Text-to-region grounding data

-.-.-

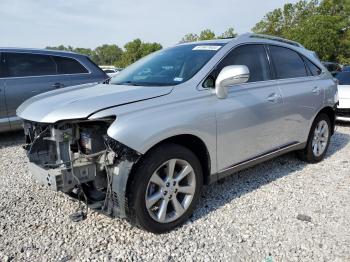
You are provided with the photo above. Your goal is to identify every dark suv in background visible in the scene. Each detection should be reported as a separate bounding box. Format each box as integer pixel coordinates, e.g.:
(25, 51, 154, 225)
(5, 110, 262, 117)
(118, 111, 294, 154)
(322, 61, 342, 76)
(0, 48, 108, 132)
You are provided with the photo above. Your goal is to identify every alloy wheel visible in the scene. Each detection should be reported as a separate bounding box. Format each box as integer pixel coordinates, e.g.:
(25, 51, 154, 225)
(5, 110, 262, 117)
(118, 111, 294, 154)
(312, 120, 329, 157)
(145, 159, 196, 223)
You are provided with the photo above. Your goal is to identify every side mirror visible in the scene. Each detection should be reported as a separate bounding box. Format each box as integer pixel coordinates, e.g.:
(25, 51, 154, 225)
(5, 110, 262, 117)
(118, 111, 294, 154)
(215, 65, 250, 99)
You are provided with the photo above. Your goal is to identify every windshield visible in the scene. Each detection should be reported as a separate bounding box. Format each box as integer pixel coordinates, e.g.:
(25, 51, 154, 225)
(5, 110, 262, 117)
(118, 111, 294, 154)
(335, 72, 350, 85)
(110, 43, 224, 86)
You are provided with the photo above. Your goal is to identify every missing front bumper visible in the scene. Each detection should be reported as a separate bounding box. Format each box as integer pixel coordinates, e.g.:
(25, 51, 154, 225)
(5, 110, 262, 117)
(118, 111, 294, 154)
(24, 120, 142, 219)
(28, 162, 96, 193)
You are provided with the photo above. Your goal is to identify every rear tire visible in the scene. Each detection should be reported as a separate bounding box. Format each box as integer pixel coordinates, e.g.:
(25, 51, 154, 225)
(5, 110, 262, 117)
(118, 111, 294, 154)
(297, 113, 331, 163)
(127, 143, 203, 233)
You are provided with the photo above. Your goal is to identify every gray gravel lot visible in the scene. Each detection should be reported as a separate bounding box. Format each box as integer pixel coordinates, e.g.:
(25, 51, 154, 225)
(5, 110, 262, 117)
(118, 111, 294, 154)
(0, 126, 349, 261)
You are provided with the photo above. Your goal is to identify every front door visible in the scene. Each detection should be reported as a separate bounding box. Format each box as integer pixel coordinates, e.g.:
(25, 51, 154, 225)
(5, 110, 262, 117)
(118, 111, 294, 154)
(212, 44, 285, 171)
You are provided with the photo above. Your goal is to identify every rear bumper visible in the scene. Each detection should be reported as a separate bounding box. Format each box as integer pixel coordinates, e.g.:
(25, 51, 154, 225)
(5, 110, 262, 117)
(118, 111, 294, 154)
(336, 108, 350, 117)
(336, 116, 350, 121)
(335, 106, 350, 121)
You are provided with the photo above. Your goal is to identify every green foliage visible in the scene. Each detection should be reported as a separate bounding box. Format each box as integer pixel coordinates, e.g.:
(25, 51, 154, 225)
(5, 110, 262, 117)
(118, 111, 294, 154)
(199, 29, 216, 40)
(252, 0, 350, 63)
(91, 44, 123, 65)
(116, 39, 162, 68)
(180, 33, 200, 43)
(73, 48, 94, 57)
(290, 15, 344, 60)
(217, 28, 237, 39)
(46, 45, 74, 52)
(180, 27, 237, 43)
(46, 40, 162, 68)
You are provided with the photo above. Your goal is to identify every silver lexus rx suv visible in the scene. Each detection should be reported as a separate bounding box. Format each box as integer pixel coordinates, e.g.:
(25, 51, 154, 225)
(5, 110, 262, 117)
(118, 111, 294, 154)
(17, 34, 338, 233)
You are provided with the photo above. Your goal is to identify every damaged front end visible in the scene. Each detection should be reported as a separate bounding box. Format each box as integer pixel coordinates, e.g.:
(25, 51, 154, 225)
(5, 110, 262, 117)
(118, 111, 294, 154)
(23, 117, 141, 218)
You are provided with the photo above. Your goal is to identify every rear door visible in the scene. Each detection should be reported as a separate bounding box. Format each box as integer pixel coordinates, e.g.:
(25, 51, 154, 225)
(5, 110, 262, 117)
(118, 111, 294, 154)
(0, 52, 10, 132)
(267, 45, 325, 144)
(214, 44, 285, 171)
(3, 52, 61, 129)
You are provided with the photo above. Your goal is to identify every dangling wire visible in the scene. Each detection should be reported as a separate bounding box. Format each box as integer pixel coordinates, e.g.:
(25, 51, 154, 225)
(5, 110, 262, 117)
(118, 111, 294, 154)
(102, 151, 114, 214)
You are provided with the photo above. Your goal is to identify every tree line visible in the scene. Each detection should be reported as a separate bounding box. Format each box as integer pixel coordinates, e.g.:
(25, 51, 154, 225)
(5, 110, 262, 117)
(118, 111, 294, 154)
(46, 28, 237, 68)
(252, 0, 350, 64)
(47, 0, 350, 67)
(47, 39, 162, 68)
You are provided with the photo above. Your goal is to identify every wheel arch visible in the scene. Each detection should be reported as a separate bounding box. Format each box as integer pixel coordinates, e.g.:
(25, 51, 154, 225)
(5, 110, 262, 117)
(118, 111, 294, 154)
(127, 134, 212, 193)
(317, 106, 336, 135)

-.-.-

▶ Directions for this task
The job here is to write out the records exactly, pictures excluded.

▶ Result for this exercise
You are provided with the photo above. Your goal is to identify every dark suv in background visible in the scene. Each detection should be reported as a separate bounding box. Format each box as integer pixel coordinates, e.g.:
(25, 51, 154, 225)
(5, 110, 262, 117)
(118, 111, 294, 154)
(322, 61, 342, 76)
(0, 48, 108, 132)
You are provided with the photo above. Your goal is to identify every alloy wheel visible in the scene. Each detection should be reported as a separate bounding box. Format each box as integer pixel coordinates, e.g.:
(25, 51, 154, 225)
(5, 110, 262, 117)
(118, 111, 294, 154)
(312, 120, 329, 157)
(145, 159, 196, 223)
You are provided with the photo above. Your goal is to identify every side mirror visible in the scene. Each detection should be reported as a separate bounding box. Format each box as integer pixel coordinates, e.g.:
(25, 51, 154, 225)
(5, 110, 262, 117)
(118, 111, 294, 154)
(215, 65, 250, 99)
You are provided with the photo above. Your goal is to identify every windshield visible in the scene. Each detection should be reported as a separate bounding box. Format each box as integer pixel coordinates, e.g.:
(25, 51, 154, 225)
(5, 110, 262, 117)
(118, 111, 294, 154)
(335, 72, 350, 85)
(110, 43, 224, 86)
You are provided with the photo above. Your goal is to identify every missing front bumper visible in the scene. Each detection should be reported as a separate bounding box. Format each box as integer pixel coordinates, e.g.:
(25, 51, 154, 225)
(5, 110, 262, 117)
(118, 111, 294, 154)
(24, 120, 142, 219)
(28, 162, 96, 193)
You are provided with the photo above. Your goal is to identify every rear tire visible in the scene. Each detection should be reported as a separate bounding box. Format each box as integer pixel coordinates, e.g.:
(25, 51, 154, 225)
(5, 110, 262, 117)
(118, 111, 294, 154)
(297, 113, 331, 163)
(127, 143, 203, 233)
You are provided with the photo above. Your goal is to identify every gray gravel lot visible in the scene. Each detection should be reported as a separate bounding box. Format each box as integer pixel coordinates, e.g.:
(25, 51, 154, 225)
(5, 110, 262, 117)
(118, 111, 294, 154)
(0, 126, 349, 261)
You are provided with the photo above. Your goal is to identify every front door visible in the scene. Each detection should be reported as a separate bounding box. Format each box as integer pixel coordinates, e.g.:
(25, 51, 154, 225)
(5, 110, 262, 117)
(118, 111, 294, 154)
(212, 44, 285, 171)
You are provided with the photo above. Your goal is to identify every rear bumper visible in the scene. Each detection should be reported as a separate bounding box. Format each box as integer pixel coordinates, e.g.:
(25, 51, 154, 225)
(5, 110, 262, 117)
(118, 111, 294, 154)
(336, 108, 350, 117)
(336, 116, 350, 121)
(335, 106, 350, 121)
You are provided with the photo above. Your goal is to identify every green foliage visible in the scene. Each detection should be reported as a separate bounding box. Format each box as integer pixel coordinates, e.g.:
(25, 51, 154, 225)
(5, 110, 262, 117)
(118, 111, 294, 154)
(199, 29, 216, 40)
(252, 0, 350, 63)
(91, 44, 123, 65)
(116, 39, 162, 68)
(180, 33, 200, 43)
(73, 48, 94, 57)
(290, 15, 344, 60)
(217, 28, 237, 39)
(46, 45, 74, 52)
(180, 27, 237, 43)
(46, 40, 162, 68)
You are provided with the photo above. Your goal is to identify every silver lexus rx suv visible in the scene. Each detection should be reported as a separate bounding box. Format each box as integer pixel coordinates, e.g.:
(25, 51, 154, 225)
(5, 110, 262, 117)
(118, 111, 294, 154)
(17, 34, 338, 233)
You are provided with the photo above. Your goal is to identify every damaged front end visible in the scene. Each detection should be reported as a separate bounding box. Format each box as integer pixel coordinates, e.g.:
(25, 51, 154, 225)
(5, 110, 262, 117)
(118, 111, 294, 154)
(23, 117, 141, 218)
You are provided with the photo above. Your goal is to identify every rear door visible in the scene. Each detection should be reported as a separate bounding box. Format each box as integer pixel coordinates, e.g.:
(25, 51, 154, 225)
(5, 110, 262, 117)
(118, 111, 294, 154)
(0, 52, 10, 132)
(267, 45, 325, 144)
(214, 44, 285, 171)
(3, 52, 61, 129)
You are provided with the photo above. Your goal is to identify every dangling wire visible in the scene. Each detection should be reported as a separate bounding box. Format each box as integer pixel coordinates, e.g.:
(25, 51, 154, 225)
(5, 110, 262, 117)
(118, 111, 294, 154)
(102, 151, 114, 214)
You are provided with the photo above. Your goal is to identify every tree line visible in the scene. Each detection should be reported as a separate bounding box. Format each box as integer pixel coordinates, e.g.:
(25, 51, 154, 225)
(5, 110, 262, 117)
(118, 111, 294, 154)
(46, 28, 237, 68)
(252, 0, 350, 64)
(47, 0, 350, 67)
(47, 39, 162, 68)
You are provided with the photo above. Your goal is to identify every wheel arch visible in the scene. Each detection should be reported as a separate bounding box. Format each box as integer pixel coordinates, e.g.:
(25, 51, 154, 225)
(5, 110, 262, 117)
(118, 111, 294, 154)
(127, 134, 212, 193)
(317, 106, 336, 135)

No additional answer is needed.